_Given text_.
========================================

0

Assume an input table (intable.csv) that contains ID numbers in its second column, and a fresh output table (outlist.csv) into which the input file - extended by one column - is to be written line by line.

echo -ne "foo,NC_045043\nbar,NC_045193\nbaz,n.a.\nqux,NC_045054\n" > intable.csv
echo -n "" > outtable.csv

Further assume that one or more third-party commands (here: esearch, efetch; both part of Entrez Direct) are employed to retrieve additional information for each ID number. This additional info is to form the third column of the output table.

while IFS="" read -r line || [[ -n "$line" ]]
do
    echo -n "$line" >> outtable.csv
    NCNUM=$(echo "$line" | awk -F"," '{print $2}')
    if [[ $NCNUM == NC_* ]]
    then
        echo "$NCNUM"
        RECORD=$(esearch -db nucleotide -query "$NCNUM" | efetch -format gb)
        echo "$RECORD" | grep "^LOCUS" | awk '{print ","$3}' | \
          tr -d "\n" >> outtable.csv
    else
        echo ",n.a." >> outtable.csv
    fi
done < intable.csv

Why does the while loop iterate only over the first input table entry under the above code, whereas it iterates over all input table entries if the code lines starting with RECORD and echo "$RECORD" are commented out? How can I correct this behavior?

========================================

_Exercise requirements_.
1. Please rewrite the shell script question with "ID numbers" changed to "accession numbers". Begin at the words "Assume an input" and stop after "line by line.".
2. Extend the shell script question, picking up right after its last sentence.

========================================

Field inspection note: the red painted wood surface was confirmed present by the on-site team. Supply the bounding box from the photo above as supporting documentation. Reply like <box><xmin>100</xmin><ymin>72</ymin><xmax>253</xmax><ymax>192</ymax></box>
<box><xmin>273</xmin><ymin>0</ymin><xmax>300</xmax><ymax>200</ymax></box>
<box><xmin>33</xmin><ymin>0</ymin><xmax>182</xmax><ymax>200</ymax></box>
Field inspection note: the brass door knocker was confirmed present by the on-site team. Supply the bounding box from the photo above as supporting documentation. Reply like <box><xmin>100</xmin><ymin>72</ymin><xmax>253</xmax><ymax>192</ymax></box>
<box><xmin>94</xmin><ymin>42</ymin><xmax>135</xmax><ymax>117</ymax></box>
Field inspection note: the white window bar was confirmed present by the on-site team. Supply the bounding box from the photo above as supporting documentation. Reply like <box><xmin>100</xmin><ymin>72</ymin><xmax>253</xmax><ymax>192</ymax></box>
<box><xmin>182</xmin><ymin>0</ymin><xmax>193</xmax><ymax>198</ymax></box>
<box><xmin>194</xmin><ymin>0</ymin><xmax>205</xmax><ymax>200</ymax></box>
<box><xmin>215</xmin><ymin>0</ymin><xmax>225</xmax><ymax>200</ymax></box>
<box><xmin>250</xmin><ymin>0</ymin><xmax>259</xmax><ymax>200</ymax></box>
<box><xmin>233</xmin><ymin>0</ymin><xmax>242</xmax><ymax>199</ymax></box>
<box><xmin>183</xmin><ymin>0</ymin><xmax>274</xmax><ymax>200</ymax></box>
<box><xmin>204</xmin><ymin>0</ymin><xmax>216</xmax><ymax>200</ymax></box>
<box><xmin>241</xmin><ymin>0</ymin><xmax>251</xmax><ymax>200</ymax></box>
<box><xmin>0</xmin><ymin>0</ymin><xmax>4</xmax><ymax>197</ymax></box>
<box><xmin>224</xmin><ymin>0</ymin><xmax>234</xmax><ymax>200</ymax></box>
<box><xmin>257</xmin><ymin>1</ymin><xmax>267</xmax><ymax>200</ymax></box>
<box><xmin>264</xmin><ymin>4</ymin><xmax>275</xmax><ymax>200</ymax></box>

========================================

_Responses in order_.
1.
Assume an input table (intable.csv) that contains accession numbers in its second column, and a fresh output table (outlist.csv) into which the input file - extended by one column - is to be written line by line.

2.
Michael Gruenstaeudl
  • 1,609
  • 1
  • 17
  • 31
  • This would happen if `esearch` reads from standard input, since it will read the rest of `intable.csv` – Barmar May 06 '21 at 18:28
  • You don't need the `|| [[ -n "$line" ]]` hack if your input file properly ends with a newline character. – chepner May 06 '21 at 18:34
  • @chepner Okay, noted for future reference. – Michael Gruenstaeudl May 06 '21 at 18:37
  • For your own sake to avoid shooting yourself in the foot at some point please read [correct-bash-and-shell-script-variable-capitalization](https://stackoverflow.com/questions/673055/correct-bash-and-shell-script-variable-capitalization). – Ed Morton Apr 03 '22 at 14:29

1 Answers1

0

This would happen if esearch reads from standard input. It will inherit the input redirection from the while loop, so it will consume the rest of the input file.

The solution is to redirect is standard input elsewhere, e.g. /dev/null.

while IFS="" read -r line || [[ -n "$line" ]]
do
    echo -n "$line" >> outtable.csv
    NCNUM=$(echo "$line" | awk -F"," '{print $2}')
    if [[ $NCNUM == NC_* ]]
    then
        echo "$NCNUM"
        RECORD=$(esearch -db nucleotide -query "$NCNUM" </dev/null | efetch -format gb)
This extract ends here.